수행할 작업: 아래 자료 전체에서 모든 줄을 한 글자도 바꾸지 말고 그대로 추출하세요. 그림은 답에 넣지 마세요.
··· 추출 자료 ···
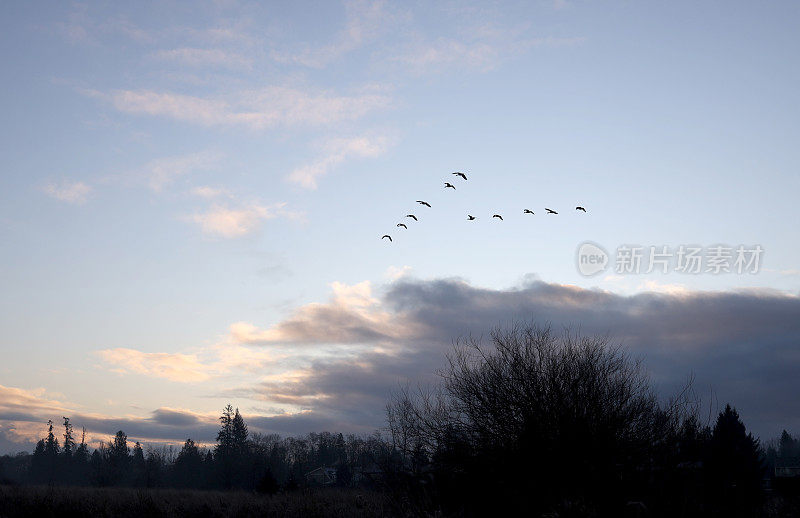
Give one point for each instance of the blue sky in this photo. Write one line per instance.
(185, 187)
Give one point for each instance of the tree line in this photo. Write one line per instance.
(239, 460)
(533, 419)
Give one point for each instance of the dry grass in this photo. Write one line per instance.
(62, 502)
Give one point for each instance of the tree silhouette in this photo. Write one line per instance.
(536, 418)
(188, 466)
(734, 465)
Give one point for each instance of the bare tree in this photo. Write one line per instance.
(533, 411)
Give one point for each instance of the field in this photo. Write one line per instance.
(18, 501)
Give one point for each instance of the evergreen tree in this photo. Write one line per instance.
(118, 458)
(224, 450)
(188, 467)
(787, 447)
(69, 439)
(38, 464)
(138, 477)
(238, 433)
(734, 466)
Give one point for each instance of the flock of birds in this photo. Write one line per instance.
(470, 217)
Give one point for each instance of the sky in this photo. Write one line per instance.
(193, 194)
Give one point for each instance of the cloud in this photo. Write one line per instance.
(164, 171)
(70, 192)
(204, 364)
(336, 152)
(480, 54)
(233, 222)
(365, 20)
(204, 191)
(171, 366)
(741, 343)
(197, 57)
(256, 109)
(352, 316)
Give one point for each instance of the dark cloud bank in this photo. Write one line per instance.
(742, 345)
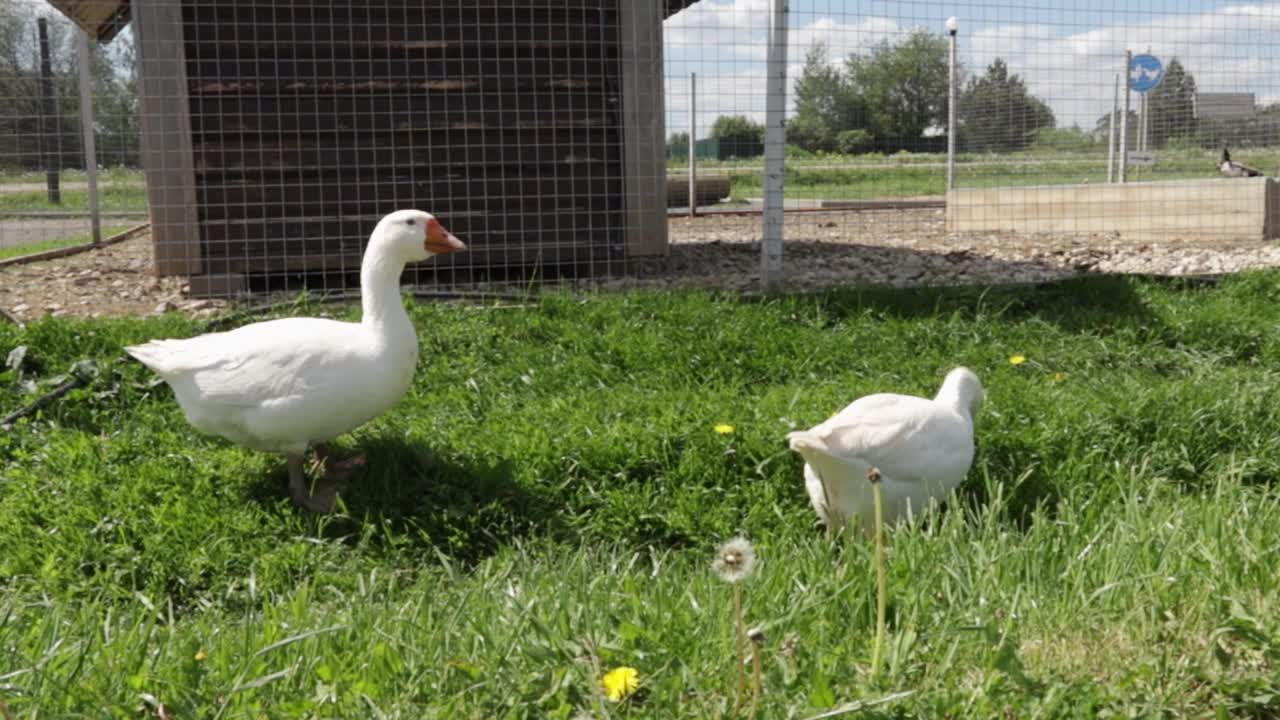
···
출력 결과:
Give one point for each instance of the blue sky in this photo. Write one line per instance.
(185, 187)
Give one point for each instance of the tree line in this photo. Write one line per instance.
(239, 460)
(533, 419)
Give one point for each instance of the dry grass in this photo. Write one line per instance.
(62, 502)
Give one point for each instance of the tree silhouette in this photo. Write one line per instance.
(536, 418)
(188, 466)
(734, 465)
Give one point for each instance of the bare tree in this photo. Write one line per instance.
(533, 411)
Give one point for each instance of the field in this photo. Write one line per instance.
(18, 501)
Give one point for each instance of the evergreen tree in this photo. Write one line per instance.
(118, 458)
(224, 450)
(188, 467)
(787, 447)
(69, 439)
(38, 464)
(138, 477)
(238, 433)
(734, 466)
Give one point for each instance of the flock of birds in this photo. Write one line per instance.
(470, 217)
Give one point for each instance of the sky in this photo. Write one line per instance.
(193, 194)
Give one point for each instance of the cloud in this photo. Write one line per instance.
(164, 171)
(70, 192)
(204, 364)
(336, 152)
(480, 54)
(233, 222)
(365, 20)
(204, 191)
(171, 366)
(741, 343)
(197, 57)
(256, 109)
(352, 316)
Give one point for each instance of the dark cloud bank in this photo. Write one line per instance.
(742, 345)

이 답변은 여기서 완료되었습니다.